** SOURCE MATERIAL **

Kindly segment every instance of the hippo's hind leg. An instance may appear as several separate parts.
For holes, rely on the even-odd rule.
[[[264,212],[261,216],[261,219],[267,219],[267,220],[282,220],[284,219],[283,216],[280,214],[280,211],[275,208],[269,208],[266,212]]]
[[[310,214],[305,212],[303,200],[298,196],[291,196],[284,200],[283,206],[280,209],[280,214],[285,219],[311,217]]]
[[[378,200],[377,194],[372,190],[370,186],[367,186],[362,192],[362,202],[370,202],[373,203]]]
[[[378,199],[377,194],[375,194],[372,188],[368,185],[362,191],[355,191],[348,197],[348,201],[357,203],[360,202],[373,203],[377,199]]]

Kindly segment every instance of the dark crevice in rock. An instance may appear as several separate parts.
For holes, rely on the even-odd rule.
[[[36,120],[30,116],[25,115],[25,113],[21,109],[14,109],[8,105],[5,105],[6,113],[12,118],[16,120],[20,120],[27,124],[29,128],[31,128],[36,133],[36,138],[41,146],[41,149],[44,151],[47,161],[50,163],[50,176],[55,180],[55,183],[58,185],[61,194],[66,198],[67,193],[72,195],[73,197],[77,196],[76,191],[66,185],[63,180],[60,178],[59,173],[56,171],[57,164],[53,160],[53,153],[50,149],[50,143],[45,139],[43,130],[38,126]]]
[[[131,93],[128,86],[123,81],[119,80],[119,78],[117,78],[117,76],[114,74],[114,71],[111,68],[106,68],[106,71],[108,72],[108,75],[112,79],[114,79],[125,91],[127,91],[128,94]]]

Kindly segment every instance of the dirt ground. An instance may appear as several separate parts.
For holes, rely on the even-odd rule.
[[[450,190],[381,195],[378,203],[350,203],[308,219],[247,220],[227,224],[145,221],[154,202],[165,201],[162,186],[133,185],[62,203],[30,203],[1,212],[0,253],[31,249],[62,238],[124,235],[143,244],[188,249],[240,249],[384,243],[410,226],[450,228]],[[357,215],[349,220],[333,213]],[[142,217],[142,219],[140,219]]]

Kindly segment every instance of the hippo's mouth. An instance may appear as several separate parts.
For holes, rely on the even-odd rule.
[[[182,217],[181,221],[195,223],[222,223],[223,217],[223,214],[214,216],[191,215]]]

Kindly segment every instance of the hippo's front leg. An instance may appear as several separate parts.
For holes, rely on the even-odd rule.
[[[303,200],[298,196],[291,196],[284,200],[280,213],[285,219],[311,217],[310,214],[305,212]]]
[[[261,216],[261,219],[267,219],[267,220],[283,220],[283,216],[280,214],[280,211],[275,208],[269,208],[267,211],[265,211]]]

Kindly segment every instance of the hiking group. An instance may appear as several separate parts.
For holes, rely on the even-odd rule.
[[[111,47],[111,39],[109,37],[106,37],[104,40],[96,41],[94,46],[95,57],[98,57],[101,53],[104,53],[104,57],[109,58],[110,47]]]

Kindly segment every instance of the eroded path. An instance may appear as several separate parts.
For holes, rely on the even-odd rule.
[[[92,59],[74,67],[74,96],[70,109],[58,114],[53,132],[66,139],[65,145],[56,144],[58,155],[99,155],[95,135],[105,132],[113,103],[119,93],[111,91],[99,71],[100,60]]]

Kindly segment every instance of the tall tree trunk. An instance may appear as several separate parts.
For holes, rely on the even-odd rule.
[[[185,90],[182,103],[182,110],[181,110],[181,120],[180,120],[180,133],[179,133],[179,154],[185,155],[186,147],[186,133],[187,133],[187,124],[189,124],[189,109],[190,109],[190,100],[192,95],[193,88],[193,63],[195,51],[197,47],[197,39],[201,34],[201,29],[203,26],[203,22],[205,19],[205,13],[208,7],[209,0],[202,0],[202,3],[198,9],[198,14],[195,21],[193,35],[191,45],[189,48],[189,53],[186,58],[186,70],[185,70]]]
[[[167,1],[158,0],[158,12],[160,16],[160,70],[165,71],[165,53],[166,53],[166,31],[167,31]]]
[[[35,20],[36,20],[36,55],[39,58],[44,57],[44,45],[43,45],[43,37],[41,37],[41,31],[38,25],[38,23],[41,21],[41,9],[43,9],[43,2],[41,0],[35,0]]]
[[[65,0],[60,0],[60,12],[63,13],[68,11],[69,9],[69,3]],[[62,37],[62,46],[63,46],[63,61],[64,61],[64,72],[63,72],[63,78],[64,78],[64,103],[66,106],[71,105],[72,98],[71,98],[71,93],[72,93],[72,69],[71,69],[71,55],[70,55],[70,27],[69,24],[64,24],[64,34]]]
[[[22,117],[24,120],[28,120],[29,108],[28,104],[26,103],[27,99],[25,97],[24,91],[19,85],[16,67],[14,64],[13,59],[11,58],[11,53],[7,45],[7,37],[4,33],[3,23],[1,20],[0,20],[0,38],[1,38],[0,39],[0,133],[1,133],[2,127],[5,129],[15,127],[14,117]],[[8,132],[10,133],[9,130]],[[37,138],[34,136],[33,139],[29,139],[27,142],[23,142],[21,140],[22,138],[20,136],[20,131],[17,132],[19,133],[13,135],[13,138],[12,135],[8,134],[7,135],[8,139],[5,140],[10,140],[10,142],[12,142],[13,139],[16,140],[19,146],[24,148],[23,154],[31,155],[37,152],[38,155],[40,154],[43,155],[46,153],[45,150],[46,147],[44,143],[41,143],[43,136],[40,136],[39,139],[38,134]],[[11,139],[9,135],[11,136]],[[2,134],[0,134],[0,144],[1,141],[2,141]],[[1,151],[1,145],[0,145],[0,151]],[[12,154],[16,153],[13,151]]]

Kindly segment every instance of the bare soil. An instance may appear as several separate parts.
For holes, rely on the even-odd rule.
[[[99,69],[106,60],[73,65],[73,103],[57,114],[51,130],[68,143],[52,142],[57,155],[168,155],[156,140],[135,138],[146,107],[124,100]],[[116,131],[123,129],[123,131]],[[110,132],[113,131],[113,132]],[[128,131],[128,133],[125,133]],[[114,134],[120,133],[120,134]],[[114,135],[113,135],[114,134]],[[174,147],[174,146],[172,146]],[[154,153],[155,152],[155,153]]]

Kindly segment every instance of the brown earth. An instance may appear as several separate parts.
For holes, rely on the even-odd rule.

** BRIEF **
Count how many lines in the entries above contain the word "hippo" with matching case, and reply with only the number.

** OUTPUT OF THE EXERCISE **
3